-- begin Document segment --
That would have certainly destablised the area and there would have sectarian violence back then too. One could argue, though, that it would have been done with the backing of the other Arab nations that were supporting the coalition forces at that time.
I'm not suggesting that would have been the right course of action, and agree that the cycle of intervention has to be stopped somewhere.
I'm not sure this is the right time, to be honest.
We now know that Hussein didn't WMDs at the time of the invasion ... but he certainly did have them at one point - and he used them against the Kurds. Yhen there was the Supergun thing and there were certainly some nasty weapons going into Iraq - some of them with the complicity of both the US and the USSR.
Nobody comes out of any of this smelling of roses.
But what to do about ISIS? We can't ignore them.
It's also a broader issue than ISIS. How did some 1,700 of so ISIS fighters rout 350,000 Iraqi regulars at Mosul?
It's clear that some of the Shia don't want to take on the Sunni Islamic State psychos.
-- end Document segment --
-- begin The input --
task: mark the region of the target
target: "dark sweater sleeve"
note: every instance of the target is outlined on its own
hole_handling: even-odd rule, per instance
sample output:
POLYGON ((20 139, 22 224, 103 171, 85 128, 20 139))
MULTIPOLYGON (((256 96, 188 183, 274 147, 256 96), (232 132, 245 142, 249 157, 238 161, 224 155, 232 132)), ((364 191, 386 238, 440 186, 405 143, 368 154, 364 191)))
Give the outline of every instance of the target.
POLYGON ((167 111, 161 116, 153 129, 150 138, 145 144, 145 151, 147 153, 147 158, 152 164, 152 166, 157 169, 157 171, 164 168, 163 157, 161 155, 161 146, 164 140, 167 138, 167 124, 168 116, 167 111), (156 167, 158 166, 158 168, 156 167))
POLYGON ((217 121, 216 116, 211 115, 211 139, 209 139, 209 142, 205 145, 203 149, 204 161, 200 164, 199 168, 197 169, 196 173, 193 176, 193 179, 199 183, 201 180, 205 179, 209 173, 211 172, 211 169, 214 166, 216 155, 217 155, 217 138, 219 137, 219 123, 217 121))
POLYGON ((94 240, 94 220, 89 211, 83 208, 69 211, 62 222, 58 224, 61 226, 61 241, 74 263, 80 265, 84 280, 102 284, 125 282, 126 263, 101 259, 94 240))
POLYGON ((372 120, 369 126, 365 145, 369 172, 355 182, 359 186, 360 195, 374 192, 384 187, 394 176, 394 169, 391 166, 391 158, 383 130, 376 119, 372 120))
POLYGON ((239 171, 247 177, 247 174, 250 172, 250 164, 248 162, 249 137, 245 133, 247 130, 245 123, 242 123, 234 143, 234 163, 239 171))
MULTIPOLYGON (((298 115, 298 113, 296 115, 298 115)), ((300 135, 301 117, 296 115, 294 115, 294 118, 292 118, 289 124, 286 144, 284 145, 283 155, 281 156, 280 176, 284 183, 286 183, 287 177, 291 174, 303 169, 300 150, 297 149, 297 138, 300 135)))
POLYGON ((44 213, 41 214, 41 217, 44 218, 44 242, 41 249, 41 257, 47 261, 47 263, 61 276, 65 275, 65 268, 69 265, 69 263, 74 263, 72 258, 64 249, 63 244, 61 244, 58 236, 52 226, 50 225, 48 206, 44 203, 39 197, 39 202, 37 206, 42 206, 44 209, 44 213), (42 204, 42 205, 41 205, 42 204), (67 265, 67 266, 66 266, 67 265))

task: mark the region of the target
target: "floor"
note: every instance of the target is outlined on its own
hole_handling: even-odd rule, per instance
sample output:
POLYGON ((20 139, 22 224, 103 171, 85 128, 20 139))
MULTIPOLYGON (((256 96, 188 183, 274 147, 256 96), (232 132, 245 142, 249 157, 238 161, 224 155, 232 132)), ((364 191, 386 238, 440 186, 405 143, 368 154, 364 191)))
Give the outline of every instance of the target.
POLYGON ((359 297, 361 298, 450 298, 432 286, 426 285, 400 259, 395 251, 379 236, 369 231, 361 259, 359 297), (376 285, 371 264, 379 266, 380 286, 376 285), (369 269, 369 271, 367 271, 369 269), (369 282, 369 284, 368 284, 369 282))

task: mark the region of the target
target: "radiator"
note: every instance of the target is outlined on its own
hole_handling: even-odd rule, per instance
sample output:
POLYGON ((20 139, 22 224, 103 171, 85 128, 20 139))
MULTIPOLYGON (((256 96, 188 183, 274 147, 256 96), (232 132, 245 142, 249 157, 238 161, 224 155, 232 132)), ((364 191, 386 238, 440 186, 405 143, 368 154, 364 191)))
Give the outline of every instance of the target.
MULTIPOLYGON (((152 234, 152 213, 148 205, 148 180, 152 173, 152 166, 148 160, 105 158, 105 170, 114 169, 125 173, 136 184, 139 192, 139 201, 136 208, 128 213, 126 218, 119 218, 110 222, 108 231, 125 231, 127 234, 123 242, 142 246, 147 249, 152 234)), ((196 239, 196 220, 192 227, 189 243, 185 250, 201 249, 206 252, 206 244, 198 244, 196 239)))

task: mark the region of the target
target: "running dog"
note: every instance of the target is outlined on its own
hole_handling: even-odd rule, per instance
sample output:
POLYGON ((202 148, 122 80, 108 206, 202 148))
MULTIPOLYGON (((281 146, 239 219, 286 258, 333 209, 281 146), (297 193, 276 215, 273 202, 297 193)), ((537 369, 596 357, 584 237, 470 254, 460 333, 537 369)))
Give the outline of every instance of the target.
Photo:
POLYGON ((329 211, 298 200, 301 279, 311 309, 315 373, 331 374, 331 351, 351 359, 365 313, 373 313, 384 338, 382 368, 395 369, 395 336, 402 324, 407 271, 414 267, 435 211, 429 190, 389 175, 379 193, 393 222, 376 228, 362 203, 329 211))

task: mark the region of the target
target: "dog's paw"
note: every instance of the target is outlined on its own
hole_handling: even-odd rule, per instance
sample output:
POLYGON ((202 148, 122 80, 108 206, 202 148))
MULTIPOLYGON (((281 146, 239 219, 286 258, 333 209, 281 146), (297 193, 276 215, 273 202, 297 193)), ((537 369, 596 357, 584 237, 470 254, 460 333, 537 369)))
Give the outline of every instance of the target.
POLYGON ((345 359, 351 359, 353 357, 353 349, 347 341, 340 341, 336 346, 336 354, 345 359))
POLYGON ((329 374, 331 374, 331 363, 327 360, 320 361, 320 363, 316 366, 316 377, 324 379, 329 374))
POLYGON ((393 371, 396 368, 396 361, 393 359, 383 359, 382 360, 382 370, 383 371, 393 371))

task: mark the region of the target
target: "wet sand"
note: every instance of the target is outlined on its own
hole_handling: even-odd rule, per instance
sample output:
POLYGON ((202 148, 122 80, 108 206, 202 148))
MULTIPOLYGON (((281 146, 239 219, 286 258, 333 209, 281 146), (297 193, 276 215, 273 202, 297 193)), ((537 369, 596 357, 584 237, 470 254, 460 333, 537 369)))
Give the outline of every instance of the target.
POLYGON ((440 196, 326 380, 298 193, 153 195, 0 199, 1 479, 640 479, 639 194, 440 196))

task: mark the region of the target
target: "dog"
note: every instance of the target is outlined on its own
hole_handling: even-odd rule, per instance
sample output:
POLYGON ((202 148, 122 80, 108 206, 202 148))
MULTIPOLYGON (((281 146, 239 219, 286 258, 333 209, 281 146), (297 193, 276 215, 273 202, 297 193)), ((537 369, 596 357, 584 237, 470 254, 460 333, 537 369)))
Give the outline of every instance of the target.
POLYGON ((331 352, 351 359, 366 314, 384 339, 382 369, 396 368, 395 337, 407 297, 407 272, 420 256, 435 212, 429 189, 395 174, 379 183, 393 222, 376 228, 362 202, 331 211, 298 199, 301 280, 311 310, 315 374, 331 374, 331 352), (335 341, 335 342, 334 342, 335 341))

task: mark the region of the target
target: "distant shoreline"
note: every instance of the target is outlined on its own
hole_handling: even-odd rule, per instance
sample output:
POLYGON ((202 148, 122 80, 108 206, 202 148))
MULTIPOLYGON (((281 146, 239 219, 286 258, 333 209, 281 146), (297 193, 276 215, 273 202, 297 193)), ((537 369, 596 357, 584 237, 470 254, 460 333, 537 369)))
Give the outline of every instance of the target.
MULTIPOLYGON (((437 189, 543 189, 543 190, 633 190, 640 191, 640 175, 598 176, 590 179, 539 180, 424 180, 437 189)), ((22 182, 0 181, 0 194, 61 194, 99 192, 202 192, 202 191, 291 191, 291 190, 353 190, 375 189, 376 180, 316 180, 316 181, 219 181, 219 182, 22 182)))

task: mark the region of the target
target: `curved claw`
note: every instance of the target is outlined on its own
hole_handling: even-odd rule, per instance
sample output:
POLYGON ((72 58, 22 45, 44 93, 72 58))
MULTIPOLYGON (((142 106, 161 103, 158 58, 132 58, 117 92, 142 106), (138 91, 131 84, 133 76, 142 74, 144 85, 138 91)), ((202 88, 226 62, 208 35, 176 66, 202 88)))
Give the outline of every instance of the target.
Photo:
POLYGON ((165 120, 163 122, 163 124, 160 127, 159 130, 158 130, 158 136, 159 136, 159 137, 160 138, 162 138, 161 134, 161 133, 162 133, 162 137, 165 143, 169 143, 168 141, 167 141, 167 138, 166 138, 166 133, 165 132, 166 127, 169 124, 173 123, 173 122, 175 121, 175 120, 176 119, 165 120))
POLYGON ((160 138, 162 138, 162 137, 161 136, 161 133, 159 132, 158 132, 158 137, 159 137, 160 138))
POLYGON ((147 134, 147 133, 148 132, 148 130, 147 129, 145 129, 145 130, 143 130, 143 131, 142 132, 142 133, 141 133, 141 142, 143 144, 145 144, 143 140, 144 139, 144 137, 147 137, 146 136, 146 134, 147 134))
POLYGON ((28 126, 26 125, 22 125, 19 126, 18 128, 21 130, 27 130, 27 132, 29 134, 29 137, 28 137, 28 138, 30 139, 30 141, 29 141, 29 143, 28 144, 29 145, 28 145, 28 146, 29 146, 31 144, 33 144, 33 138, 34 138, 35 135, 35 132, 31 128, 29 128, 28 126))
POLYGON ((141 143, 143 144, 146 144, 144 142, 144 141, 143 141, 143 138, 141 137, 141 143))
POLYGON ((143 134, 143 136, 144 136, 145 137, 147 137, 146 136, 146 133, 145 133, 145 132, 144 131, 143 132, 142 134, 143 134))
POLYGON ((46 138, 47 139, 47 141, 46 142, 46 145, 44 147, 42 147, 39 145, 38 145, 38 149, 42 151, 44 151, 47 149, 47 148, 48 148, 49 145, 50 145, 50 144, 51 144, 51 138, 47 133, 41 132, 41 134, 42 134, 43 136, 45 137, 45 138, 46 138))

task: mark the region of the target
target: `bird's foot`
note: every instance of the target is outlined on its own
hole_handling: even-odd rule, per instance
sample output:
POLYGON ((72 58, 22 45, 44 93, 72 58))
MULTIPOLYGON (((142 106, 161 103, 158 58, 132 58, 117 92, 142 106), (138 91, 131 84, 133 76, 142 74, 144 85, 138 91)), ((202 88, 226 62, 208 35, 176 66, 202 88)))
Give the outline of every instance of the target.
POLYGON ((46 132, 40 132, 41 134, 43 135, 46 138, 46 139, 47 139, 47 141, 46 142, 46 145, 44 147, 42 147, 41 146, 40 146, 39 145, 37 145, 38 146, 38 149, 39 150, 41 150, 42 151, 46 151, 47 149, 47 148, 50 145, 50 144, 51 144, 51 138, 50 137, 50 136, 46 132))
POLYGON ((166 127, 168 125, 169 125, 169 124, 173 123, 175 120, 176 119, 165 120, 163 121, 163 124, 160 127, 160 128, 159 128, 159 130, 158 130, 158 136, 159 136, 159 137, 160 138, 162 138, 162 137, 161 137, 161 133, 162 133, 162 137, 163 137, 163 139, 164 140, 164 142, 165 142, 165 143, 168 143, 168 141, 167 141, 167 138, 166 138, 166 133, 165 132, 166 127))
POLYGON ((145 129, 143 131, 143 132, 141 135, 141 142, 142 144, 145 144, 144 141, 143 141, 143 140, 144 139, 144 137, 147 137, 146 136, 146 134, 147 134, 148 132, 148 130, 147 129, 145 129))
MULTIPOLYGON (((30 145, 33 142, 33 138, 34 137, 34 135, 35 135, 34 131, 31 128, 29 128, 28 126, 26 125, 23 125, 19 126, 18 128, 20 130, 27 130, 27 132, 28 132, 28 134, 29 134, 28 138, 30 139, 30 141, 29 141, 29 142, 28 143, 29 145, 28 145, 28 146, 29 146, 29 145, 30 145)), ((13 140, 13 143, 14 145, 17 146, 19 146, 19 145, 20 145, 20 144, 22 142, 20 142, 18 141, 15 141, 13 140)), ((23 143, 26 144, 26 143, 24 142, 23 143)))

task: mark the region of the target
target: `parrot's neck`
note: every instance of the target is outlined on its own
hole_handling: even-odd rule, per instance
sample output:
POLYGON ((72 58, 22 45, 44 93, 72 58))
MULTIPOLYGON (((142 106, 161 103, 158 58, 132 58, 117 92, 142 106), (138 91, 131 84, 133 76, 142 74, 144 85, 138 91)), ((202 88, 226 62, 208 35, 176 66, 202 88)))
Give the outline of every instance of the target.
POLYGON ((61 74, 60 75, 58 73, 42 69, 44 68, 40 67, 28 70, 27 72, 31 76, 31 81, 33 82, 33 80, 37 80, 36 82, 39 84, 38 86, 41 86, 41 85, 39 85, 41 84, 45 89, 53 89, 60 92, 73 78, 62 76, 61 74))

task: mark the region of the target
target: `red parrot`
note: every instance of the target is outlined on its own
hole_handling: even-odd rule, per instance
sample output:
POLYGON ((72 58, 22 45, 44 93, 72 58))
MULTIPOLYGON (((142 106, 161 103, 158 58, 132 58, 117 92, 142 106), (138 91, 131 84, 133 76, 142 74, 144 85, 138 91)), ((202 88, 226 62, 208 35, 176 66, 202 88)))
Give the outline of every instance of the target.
-- end The input --
§ Problems to solve
(1) Repeat the passage on Iraq and ISIS word for word, from start to finish.
(2) Convert the rows, from their first line through the line containing "POLYGON ((167 111, 161", into a Markdown table with the columns Number and Entry. Put each line's number in Number and the line itself in Entry, and leave out blank lines.

§ Answers for the tasks
(1)
That would have certainly destablised the area and there would have sectarian violence back then too. One could argue, though, that it would have been done with the backing of the other Arab nations that were supporting the coalition forces at that time.
I'm not suggesting that would have been the right course of action, and agree that the cycle of intervention has to be stopped somewhere.
I'm not sure this is the right time, to be honest.
We now know that Hussein didn't WMDs at the time of the invasion ... but he certainly did have them at one point - and he used them against the Kurds. Yhen there was the Supergun thing and there were certainly some nasty weapons going into Iraq - some of them with the complicity of both the US and the USSR.
Nobody comes out of any of this smelling of roses.
But what to do about ISIS? We can't ignore them.
It's also a broader issue than ISIS. How did some 1,700 of so ISIS fighters rout 350,000 Iraqi regulars at Mosul?
It's clear that some of the Shia don't want to take on the Sunni Islamic State psychos.

(2)
| Number | Entry |
|---|---|
| 1 | task: mark the region of the target |
| 2 | target: "dark sweater sleeve" |
| 3 | note: every instance of the target is outlined on its own |
| 4 | hole_handling: even-odd rule, per instance |
| 5 | sample output: |
| 6 | POLYGON ((20 139, 22 224, 103 171, 85 128, 20 139)) |
| 7 | MULTIPOLYGON (((256 96, 188 183, 274 147, 256 96), (232 132, 245 142, 249 157, 238 161, 224 155, 232 132)), ((364 191, 386 238, 440 186, 405 143, 368 154, 364 191))) |
| 8 | Give the outline of every instance of the target. |
| 9 | POLYGON ((167 111, 161 116, 153 129, 150 138, 145 144, 145 151, 147 153, 147 158, 152 164, 152 166, 157 169, 157 171, 164 168, 163 157, 161 155, 161 146, 164 140, 167 138, 167 124, 168 116, 167 111), (156 167, 158 166, 158 168, 156 167)) |